Exercise task ▸ Copy out all the rows below, requests included, and scale every coordinate in the answers by 1.15. Round each result to a whole number, with halves rounded up.

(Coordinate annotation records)
########################################

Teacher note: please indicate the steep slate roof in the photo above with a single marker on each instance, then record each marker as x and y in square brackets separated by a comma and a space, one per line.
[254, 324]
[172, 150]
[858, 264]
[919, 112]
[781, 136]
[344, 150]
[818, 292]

########################################

Solution to the problem ▸
Teacher note: please indicate the steep slate roof in the photo above with a single marker on each instance, then record each marker as x and y in square brackets separated by a comma and a space, one per line.
[292, 373]
[198, 173]
[987, 304]
[1057, 129]
[898, 156]
[396, 173]
[941, 336]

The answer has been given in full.